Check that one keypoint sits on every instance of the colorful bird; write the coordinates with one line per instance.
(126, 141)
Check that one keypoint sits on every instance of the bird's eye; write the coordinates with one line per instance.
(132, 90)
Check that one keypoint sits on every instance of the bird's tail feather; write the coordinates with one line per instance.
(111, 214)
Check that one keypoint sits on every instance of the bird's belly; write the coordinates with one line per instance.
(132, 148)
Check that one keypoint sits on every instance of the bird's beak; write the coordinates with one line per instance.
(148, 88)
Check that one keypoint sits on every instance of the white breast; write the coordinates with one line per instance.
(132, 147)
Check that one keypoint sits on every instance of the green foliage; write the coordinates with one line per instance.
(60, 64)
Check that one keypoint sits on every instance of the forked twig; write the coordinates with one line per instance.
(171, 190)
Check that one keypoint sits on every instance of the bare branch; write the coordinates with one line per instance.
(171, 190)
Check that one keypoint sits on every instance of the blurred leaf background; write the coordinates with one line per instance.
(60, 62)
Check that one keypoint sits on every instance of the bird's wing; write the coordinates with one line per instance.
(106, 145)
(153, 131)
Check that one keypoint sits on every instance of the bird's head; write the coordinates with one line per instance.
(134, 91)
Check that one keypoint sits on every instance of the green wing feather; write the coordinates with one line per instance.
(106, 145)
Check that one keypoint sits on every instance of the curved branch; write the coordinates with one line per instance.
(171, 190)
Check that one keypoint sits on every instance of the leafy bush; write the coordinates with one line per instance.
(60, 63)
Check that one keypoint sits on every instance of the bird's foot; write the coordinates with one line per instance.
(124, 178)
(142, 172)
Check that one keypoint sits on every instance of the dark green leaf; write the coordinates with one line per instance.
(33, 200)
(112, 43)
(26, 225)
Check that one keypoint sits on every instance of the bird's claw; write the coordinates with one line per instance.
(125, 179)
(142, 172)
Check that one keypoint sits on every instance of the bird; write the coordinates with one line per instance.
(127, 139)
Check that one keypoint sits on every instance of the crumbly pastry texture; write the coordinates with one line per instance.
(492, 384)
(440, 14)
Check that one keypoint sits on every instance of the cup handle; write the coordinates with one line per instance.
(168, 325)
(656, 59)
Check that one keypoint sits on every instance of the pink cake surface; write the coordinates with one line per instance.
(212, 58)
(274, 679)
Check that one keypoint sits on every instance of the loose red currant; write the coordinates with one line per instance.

━━━━━━━━

| WRITTEN TASK |
Reproduce all of the rows above word for word, from the first row through the last.

| COMPLETE RESPONSE |
Check that one keypoint sits on every instance of the colorful bird; write the coordinates with one line per instance.
(126, 141)
Check that one keypoint sits on every instance of the bird's eye; write the coordinates with one line per instance.
(132, 90)
Check that one keypoint sits on every instance of the bird's tail feather; write the coordinates with one line per instance.
(111, 214)
Check that one keypoint sits on every instance of the bird's belly; write the coordinates with one line per instance.
(132, 148)
Check that one keypoint sits on every instance of the bird's beak; write the coordinates with one line per instance.
(148, 88)
Check that one keypoint sits on every instance of the white breast; write the coordinates with one line per instance.
(132, 147)
Check that one keypoint sits on every instance of the green foliage; write the coordinates with one line per instance.
(60, 64)
Check that one keypoint sits on every instance of the forked twig; write the coordinates with one line per instance.
(171, 190)
Check that one keypoint sits on every instance of the bare branch; write the coordinates with one line per instance.
(171, 190)
Check that one keypoint sits on every instance of the blurred leaf background; write the coordinates with one line per instance.
(60, 62)
Check that one keypoint sits on every instance of the bird's wing; write the coordinates with one line per instance.
(106, 145)
(153, 131)
Check that one keypoint sits on every instance of the bird's head; write the coordinates with one line per instance.
(134, 91)
Check that one keypoint sits on every instance of the green wing feather; write the coordinates with one line per instance.
(106, 145)
Check that one keypoint sits on every instance of the curved branch; write the coordinates with one line per instance.
(171, 190)
Check that one keypoint sits on every instance of the leafy bush; write the coordinates with one line per instance.
(60, 63)
Check that one keypoint sits on every instance of the bird's foot; write the coordinates with one line per instance.
(124, 178)
(142, 172)
Check that one keypoint sits on every instance of the dark green leaf; write the coordinates with one line per instance.
(33, 200)
(112, 43)
(26, 225)
Check that one keypoint sits on every instance of the bird's claw; write the coordinates with one line per instance.
(125, 179)
(142, 172)
Check that one keypoint sits on every instance of the bird; write the coordinates with one line per instance.
(127, 139)
Check that one keypoint sits on every instance of the crumbly pastry texture; write the coordinates with one line per instance.
(492, 384)
(440, 14)
Check that one keypoint sits on every instance of the cup handle; write the coordinates with one line per instance.
(168, 325)
(656, 59)
Check that one keypoint sits on every instance of the pink cake surface; write the coordinates with one line per instance.
(212, 58)
(274, 679)
Check that one keypoint sits on every instance of the loose red currant; write the coordinates with one line per instance.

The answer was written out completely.